Excerpted text>
[BEGIN]

An unEnglish expression?

Many words in English have obscure origins, particularly those which may be said to have risen in the world from lowly origins in argot, cant or slang. None is more mysterious than kibosh, which is most commonly encountered in the standard phrase to put the kibosh on something. This was a common enough expression in the London of my youth, sometimes in the impersonal form That’s put the kibosh on that!, meaning “that’s disposed of it”, “that’s finished it off”; it was also used as a direct form to rebuke someone: You’ve really put the kibosh on that, haven’t you! meaning that the person being rebuked has terminally fouled something up, rendering it incapable of completion or execution.

But what is the origin of this strange word, which looks so very un-English? If I am to be boring about it, the most likely answer is that nobody knows for sure: certainly that’s the careful response of most dictionaries. But other people down the years have discarded caution to come up with a wide variety of explanations:

  • It derives from Yiddish. This is the most popular explanation, though the details differ. One supposition is that it comes from the Yiddish word Kabas or Kabbasten, “to suppress”. Another view is much stranger, saying that it is an acronym formed from the initial letters of three Yiddish words meaning 18 British coins: the Hebrew chai for 18 and shekel, meaning coin, with British in the middle. But, as Leo Rosten argues, that ought to make kibrosh rather than kibosh. He does say that there was special significance in the number 18, since in gematria (an important method of divination among Jews at one time), this was the number equivalent of the word life.

[END]

(Point labeling data based on photos)
[BEGIN]

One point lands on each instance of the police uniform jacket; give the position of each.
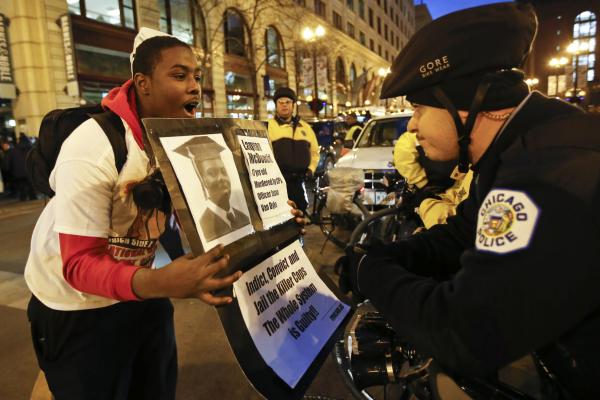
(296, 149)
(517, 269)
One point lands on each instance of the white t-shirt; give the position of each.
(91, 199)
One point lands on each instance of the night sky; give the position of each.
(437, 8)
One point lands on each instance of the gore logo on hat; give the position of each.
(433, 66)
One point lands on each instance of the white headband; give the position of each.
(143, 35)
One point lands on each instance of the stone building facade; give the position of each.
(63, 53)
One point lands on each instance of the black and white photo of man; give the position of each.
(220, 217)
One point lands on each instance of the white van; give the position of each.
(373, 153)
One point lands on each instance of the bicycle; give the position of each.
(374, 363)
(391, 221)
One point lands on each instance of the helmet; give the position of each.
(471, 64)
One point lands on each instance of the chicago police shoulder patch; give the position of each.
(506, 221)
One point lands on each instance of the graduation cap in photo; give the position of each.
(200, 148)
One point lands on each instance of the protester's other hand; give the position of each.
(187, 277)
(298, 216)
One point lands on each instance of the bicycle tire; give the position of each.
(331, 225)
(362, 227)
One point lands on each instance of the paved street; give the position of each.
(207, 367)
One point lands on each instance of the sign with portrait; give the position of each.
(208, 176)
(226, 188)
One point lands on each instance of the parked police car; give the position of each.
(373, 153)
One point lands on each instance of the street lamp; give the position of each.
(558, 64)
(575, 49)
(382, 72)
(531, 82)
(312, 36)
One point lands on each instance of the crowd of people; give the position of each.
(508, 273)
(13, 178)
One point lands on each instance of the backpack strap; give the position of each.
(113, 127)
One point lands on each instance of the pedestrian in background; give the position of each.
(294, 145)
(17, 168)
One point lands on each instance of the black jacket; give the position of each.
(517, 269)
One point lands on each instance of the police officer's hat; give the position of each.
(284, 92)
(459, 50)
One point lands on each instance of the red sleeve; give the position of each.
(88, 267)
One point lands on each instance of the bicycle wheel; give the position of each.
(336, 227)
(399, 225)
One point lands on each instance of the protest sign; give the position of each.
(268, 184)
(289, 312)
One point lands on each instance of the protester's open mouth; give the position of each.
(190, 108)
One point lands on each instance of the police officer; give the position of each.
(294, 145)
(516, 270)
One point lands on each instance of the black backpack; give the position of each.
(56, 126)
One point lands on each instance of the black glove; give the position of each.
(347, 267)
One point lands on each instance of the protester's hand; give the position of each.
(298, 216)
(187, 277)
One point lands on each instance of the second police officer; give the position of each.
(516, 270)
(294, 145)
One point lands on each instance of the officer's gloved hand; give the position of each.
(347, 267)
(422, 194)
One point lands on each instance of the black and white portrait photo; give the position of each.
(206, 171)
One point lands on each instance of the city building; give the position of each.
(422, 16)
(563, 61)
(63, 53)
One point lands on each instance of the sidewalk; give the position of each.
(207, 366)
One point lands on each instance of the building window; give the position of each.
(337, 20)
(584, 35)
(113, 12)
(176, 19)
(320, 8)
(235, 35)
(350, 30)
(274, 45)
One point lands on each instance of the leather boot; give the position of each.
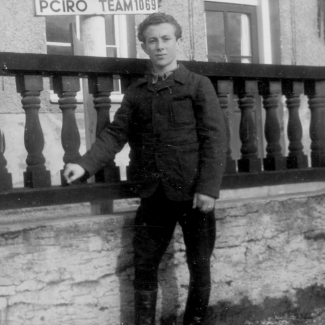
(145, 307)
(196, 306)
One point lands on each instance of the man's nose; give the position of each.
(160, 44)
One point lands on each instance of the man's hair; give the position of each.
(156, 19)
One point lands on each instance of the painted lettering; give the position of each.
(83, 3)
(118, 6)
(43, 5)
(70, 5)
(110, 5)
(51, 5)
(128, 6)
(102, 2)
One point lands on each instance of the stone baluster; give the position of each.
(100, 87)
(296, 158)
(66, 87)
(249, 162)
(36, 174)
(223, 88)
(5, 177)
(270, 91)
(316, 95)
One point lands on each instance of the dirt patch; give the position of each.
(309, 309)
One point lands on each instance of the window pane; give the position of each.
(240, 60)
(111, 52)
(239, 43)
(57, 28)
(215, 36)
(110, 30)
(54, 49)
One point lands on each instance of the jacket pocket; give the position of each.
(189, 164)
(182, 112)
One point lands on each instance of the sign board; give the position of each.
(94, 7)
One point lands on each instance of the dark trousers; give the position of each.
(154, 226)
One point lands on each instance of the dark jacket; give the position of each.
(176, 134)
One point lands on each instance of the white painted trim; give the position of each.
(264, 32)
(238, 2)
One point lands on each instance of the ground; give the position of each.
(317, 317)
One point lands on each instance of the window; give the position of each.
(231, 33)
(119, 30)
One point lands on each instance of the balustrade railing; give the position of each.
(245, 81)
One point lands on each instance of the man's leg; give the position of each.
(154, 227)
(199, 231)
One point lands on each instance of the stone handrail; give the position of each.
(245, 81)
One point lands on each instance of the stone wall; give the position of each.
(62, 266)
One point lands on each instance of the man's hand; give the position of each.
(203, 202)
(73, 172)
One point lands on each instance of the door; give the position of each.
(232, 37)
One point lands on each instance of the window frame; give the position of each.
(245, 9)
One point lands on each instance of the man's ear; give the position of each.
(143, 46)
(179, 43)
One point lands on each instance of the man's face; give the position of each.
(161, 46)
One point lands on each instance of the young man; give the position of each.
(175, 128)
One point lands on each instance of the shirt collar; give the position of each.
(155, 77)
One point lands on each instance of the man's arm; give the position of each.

[END]

Directives>
(a) According to the text about kibosh, why did the number 18 have special significance?
(b) Translate this sentence from the text about kibosh into Spanish: "None is more mysterious than kibosh, which is most commonly encountered in the standard phrase to put the kibosh on something."
(c) Reproduce the passage of the text about kibosh that begins at the words "An unEnglish expression?" and stops after the words "completion or execution.".
The material is separate from the text about kibosh.

Expected answers>
(a) Leo Rosten says that in gematria, which was at one time an important method of divination among Jews, 18 was the number equivalent of the word life.

(b) Ninguna es más misteriosa que kibosh, que se encuentra con mayor frecuencia en la expresión habitual to put the kibosh on something.

(c)
An unEnglish expression?

Many words in English have obscure origins, particularly those which may be said to have risen in the world from lowly origins in argot, cant or slang. None is more mysterious than kibosh, which is most commonly encountered in the standard phrase to put the kibosh on something. This was a common enough expression in the London of my youth, sometimes in the impersonal form That’s put the kibosh on that!, meaning “that’s disposed of it”, “that’s finished it off”; it was also used as a direct form to rebuke someone: You’ve really put the kibosh on that, haven’t you! meaning that the person being rebuked has terminally fouled something up, rendering it incapable of completion or execution.